BEGIN Data shown

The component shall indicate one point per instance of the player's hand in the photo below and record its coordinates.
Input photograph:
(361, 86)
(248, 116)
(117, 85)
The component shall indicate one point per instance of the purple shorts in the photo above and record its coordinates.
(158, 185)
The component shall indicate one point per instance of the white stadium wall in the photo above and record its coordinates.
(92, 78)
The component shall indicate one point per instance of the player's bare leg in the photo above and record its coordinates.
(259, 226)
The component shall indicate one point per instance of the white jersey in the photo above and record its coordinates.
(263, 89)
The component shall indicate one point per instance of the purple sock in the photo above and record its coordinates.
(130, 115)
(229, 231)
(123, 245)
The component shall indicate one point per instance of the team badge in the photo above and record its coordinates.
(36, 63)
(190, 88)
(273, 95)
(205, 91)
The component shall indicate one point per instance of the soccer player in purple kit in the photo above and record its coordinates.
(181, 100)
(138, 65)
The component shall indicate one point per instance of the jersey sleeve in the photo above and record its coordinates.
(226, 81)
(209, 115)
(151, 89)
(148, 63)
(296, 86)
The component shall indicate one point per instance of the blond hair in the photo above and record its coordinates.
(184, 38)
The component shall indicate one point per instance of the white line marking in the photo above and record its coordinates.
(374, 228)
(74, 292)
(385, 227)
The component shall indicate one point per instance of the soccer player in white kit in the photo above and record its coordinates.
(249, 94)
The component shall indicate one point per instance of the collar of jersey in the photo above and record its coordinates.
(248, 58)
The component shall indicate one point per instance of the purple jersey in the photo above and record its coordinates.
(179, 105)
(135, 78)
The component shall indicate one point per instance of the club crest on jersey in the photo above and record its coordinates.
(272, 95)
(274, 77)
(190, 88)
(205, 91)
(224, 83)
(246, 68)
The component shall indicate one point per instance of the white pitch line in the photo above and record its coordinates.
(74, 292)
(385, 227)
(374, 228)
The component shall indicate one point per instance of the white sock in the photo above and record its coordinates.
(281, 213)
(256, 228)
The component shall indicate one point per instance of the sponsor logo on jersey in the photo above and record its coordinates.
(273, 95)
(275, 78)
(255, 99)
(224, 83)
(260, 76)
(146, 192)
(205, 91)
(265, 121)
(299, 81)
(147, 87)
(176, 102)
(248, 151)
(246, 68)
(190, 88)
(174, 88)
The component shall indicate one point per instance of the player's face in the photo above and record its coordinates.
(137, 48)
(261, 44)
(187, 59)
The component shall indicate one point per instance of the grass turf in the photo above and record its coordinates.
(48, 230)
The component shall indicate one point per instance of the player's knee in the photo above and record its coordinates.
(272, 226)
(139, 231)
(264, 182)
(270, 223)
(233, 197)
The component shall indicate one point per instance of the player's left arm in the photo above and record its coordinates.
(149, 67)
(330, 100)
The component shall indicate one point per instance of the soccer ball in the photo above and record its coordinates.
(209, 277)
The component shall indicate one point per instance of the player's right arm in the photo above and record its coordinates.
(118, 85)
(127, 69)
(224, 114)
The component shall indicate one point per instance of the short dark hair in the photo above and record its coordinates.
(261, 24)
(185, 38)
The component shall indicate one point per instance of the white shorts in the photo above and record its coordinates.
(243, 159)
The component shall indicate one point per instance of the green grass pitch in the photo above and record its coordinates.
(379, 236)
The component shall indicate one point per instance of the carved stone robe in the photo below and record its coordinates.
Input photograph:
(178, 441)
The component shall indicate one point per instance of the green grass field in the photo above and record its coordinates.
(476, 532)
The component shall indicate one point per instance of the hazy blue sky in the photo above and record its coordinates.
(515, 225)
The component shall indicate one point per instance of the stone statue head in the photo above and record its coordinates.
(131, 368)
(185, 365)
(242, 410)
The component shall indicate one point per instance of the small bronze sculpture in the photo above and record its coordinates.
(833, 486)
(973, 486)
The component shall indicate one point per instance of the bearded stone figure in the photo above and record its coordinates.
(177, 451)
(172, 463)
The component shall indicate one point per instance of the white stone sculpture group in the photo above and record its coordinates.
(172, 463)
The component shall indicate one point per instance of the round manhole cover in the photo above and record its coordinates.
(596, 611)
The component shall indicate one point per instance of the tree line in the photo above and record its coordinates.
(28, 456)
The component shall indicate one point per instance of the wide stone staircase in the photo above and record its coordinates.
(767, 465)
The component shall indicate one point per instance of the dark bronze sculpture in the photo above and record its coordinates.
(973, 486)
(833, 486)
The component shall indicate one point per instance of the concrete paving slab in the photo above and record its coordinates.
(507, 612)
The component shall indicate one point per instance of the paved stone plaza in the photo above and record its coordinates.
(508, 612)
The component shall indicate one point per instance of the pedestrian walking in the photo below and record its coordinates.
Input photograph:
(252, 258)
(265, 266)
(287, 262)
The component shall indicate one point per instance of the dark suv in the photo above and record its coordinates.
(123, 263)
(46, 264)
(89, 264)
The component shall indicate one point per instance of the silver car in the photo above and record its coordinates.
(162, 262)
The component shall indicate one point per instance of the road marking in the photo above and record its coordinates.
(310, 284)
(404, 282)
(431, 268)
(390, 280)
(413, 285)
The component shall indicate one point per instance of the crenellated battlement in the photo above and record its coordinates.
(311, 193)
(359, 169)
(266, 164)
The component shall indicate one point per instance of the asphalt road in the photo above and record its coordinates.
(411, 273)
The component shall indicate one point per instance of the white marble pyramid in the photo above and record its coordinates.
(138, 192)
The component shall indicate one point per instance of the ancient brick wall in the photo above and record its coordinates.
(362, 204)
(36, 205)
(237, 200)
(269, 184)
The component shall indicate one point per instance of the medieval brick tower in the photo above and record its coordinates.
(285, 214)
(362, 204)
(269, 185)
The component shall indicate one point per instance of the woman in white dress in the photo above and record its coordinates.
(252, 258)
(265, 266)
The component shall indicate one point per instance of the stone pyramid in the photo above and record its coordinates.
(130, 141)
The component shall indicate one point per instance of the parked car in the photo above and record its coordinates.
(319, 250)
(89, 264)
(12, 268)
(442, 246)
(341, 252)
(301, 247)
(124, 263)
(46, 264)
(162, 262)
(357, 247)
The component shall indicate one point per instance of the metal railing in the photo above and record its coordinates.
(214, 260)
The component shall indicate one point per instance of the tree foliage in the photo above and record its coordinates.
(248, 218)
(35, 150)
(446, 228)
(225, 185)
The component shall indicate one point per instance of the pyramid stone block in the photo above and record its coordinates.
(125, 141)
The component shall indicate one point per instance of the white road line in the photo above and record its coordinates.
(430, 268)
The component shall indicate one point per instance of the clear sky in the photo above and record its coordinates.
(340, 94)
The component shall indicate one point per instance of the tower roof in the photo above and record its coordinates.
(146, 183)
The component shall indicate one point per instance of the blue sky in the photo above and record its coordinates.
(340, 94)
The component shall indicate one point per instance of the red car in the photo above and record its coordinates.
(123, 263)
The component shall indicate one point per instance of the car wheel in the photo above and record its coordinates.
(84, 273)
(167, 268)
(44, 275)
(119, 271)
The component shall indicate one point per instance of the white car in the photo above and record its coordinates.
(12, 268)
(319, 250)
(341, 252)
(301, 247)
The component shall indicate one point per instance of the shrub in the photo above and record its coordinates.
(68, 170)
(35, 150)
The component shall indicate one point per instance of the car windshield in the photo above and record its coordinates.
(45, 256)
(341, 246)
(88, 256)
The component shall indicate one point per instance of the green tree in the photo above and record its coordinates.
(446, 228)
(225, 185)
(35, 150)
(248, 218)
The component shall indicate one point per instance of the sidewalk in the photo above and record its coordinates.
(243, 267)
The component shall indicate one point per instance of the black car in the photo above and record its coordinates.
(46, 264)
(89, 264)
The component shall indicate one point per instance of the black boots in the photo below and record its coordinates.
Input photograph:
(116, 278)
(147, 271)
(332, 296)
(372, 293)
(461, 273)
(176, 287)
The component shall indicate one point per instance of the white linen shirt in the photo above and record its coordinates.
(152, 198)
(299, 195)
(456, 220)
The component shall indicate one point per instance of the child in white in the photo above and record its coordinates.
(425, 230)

END Data shown

Whenever the string "below" turns up in a line above, copy that line out.

## [Problem solution]
The component shall indicate one point per instance of the player's hand in the photo below and record its coordinates.
The component shall indicate one point per instance of the carved stone robe in the photo below and record its coordinates.
The component shall indicate one point per instance of the pedestrian walking in the photo below and record its coordinates.
The component shall indicate one point per instance of the black boots in the photo below and record its coordinates.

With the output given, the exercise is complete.